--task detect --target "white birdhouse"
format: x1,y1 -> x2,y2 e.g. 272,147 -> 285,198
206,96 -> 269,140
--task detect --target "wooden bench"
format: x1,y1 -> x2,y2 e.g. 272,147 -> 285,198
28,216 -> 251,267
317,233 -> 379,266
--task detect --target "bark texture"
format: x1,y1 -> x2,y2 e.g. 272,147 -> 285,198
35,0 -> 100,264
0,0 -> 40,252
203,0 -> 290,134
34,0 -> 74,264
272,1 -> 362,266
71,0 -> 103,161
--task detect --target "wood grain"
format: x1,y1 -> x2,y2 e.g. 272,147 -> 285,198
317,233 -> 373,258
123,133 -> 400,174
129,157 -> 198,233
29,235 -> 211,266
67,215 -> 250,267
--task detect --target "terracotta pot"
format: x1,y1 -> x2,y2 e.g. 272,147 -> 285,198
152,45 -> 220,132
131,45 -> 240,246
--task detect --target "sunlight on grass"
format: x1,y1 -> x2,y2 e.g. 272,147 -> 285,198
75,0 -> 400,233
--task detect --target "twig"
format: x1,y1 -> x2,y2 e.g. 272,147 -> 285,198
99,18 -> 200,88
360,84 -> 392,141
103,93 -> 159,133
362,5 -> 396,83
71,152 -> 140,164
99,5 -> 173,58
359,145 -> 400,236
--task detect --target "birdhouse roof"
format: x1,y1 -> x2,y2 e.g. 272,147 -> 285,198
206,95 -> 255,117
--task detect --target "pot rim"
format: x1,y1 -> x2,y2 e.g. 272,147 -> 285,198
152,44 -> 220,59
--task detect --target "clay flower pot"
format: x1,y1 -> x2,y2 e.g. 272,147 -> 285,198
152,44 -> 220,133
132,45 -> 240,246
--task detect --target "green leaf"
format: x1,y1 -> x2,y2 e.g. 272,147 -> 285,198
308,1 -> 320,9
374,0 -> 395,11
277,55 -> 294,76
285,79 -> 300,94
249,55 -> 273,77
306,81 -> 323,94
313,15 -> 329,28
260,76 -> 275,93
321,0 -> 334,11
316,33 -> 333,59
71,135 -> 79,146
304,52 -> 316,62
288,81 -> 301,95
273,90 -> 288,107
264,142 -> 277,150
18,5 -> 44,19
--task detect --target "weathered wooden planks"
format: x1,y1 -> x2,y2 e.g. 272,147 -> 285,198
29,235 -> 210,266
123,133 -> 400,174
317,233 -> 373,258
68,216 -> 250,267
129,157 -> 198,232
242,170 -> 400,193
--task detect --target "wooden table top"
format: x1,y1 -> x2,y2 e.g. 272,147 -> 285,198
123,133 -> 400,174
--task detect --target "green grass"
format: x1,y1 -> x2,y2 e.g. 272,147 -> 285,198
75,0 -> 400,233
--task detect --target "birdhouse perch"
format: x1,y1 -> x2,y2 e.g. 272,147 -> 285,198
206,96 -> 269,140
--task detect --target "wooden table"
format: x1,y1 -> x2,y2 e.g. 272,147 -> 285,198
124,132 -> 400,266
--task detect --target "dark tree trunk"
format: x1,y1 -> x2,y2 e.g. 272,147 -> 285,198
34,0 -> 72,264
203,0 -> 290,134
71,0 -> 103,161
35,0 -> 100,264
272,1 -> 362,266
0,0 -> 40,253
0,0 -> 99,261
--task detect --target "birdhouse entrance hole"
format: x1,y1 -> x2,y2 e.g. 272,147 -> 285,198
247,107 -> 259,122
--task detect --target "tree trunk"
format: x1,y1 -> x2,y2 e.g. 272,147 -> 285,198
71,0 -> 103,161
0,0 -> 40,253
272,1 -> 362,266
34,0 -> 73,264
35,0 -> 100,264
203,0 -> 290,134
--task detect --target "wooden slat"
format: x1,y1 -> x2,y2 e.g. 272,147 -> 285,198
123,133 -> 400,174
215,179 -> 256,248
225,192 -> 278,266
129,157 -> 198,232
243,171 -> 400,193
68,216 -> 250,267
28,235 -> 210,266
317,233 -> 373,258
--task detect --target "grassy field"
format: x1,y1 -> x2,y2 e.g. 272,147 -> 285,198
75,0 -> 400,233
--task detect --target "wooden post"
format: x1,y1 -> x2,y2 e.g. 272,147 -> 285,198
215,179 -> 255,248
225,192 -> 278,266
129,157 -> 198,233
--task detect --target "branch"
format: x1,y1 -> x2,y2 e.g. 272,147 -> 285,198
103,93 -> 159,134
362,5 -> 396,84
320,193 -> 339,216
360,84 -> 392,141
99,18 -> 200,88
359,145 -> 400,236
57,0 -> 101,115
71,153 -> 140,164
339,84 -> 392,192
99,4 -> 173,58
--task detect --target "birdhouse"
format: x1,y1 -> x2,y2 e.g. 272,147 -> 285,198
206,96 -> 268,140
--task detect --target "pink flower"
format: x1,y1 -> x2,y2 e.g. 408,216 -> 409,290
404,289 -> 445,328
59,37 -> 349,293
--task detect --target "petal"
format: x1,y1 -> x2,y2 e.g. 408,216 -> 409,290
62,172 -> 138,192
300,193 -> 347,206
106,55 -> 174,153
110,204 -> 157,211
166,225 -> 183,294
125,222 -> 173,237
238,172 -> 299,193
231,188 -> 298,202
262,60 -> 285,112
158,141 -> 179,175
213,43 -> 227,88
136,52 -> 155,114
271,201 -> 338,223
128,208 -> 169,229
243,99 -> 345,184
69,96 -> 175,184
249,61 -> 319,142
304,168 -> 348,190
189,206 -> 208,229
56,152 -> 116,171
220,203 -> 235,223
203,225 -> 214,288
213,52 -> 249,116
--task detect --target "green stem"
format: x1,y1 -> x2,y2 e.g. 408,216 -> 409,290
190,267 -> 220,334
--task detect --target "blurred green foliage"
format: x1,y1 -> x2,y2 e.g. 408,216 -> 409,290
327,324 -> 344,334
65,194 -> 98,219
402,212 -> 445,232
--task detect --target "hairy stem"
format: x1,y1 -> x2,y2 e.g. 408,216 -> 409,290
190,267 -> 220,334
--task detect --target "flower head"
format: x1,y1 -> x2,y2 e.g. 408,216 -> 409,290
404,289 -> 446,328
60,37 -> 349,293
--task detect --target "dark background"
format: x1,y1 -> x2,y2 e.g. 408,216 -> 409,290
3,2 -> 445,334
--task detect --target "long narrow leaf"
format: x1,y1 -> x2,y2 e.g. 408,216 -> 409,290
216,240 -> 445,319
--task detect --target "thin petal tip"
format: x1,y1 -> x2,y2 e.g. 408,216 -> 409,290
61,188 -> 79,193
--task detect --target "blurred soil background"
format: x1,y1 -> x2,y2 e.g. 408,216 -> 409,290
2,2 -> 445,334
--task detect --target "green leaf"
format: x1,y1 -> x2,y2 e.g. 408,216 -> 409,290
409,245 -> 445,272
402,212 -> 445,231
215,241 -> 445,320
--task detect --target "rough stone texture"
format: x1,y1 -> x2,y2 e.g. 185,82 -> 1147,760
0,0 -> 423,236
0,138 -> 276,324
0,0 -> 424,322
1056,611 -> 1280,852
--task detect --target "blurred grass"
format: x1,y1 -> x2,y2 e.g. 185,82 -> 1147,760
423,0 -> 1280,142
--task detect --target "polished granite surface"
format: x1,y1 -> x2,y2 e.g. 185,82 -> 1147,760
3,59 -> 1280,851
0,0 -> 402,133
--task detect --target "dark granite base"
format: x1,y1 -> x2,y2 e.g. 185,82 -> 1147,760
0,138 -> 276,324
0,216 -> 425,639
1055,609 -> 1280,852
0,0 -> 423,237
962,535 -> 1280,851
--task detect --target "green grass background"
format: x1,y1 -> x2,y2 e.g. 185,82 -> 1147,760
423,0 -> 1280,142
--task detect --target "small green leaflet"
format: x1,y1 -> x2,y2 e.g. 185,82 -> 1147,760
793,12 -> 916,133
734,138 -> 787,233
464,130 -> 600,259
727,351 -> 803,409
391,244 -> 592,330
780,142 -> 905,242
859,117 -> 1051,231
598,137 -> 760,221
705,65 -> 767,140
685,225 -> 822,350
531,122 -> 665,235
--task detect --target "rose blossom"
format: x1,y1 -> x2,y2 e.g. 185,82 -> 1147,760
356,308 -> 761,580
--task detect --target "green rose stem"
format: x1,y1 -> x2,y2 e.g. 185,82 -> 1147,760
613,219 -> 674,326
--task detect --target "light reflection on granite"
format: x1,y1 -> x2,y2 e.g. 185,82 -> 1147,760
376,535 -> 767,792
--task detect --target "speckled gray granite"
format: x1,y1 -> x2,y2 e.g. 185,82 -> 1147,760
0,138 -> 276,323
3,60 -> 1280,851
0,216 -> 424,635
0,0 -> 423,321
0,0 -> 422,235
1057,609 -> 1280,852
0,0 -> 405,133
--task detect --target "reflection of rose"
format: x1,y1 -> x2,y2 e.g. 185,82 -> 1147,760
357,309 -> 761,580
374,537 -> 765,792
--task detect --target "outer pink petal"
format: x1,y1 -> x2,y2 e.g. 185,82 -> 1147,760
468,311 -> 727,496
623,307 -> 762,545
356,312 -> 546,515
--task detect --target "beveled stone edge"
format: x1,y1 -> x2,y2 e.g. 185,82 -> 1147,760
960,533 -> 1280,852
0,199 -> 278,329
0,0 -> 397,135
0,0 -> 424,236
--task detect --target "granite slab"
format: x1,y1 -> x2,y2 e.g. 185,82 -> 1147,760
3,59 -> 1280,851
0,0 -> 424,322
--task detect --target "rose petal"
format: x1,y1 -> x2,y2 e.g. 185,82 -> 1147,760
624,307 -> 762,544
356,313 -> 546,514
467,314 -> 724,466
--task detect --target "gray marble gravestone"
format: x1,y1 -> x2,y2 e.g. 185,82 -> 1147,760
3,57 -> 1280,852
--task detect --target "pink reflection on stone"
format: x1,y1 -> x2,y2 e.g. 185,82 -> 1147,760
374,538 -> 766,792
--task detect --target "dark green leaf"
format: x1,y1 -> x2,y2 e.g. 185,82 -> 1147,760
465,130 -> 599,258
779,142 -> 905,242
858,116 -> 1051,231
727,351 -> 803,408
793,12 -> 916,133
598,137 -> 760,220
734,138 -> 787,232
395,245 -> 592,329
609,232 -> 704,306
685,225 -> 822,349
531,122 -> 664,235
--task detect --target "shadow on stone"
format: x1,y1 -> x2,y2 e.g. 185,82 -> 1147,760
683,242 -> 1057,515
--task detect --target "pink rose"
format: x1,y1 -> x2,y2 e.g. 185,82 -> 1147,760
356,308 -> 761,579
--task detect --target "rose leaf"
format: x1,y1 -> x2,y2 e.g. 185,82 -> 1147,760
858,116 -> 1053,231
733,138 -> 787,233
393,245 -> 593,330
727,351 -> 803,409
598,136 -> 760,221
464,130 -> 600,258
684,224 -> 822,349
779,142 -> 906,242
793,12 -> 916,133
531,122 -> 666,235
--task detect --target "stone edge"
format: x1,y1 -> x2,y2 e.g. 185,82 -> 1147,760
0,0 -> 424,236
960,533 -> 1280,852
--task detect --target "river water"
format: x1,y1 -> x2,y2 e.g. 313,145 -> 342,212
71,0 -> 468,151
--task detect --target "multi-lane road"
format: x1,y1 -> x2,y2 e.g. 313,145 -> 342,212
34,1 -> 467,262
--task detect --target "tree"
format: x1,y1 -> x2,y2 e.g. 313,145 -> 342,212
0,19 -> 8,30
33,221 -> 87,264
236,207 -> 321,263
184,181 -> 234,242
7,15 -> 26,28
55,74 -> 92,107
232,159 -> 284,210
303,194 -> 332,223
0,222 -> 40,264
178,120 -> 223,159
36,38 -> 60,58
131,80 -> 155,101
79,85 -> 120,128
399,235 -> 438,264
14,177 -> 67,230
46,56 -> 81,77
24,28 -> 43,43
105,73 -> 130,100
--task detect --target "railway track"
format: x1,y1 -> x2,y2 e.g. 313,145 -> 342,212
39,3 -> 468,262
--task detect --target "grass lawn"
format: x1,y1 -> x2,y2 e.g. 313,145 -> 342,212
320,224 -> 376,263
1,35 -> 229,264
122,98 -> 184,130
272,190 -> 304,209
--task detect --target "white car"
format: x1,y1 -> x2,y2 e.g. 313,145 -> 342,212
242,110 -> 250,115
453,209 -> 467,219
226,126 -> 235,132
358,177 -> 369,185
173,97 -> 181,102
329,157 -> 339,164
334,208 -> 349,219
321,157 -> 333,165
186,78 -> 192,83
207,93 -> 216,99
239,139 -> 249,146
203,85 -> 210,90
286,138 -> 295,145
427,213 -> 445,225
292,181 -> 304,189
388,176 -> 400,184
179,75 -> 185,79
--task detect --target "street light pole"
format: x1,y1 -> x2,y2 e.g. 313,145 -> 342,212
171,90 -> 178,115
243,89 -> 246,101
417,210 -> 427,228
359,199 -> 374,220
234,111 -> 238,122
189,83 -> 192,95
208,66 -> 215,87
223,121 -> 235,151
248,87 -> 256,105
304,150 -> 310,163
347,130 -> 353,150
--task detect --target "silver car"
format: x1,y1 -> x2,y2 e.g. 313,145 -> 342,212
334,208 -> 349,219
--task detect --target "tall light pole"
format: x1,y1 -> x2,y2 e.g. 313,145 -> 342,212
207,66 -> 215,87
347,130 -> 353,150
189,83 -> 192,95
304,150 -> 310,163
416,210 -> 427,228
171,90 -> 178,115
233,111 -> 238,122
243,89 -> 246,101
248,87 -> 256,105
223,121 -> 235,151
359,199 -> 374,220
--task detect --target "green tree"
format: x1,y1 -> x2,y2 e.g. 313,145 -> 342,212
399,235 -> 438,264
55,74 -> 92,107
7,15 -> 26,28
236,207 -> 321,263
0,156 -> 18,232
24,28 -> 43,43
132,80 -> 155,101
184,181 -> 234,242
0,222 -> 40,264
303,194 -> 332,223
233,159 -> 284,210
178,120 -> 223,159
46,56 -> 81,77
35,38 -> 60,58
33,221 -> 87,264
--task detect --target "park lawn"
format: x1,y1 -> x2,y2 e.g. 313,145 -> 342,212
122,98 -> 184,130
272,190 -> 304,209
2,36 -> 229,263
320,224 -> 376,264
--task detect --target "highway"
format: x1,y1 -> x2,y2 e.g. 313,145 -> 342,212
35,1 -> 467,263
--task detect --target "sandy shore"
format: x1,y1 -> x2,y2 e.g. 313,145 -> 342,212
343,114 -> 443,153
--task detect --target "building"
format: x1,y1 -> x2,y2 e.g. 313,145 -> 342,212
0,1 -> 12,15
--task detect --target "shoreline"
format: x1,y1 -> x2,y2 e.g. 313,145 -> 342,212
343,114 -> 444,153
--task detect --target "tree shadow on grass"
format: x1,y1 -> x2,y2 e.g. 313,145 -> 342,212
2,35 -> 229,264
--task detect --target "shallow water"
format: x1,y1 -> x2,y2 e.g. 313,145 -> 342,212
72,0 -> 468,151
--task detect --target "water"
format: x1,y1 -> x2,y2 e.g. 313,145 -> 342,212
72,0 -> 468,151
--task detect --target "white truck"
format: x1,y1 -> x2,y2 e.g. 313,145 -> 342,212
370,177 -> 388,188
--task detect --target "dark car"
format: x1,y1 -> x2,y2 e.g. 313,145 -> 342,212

★ ★ ★ ★

**Description of the task:** Using the records above, report each line that contains the word "petal" by copying it.

**Answer space:**
--task detect --target "petal"
--task detect --target "thin petal tip"
--task detect --target "outer pink petal"
--task detect --target "rose petal"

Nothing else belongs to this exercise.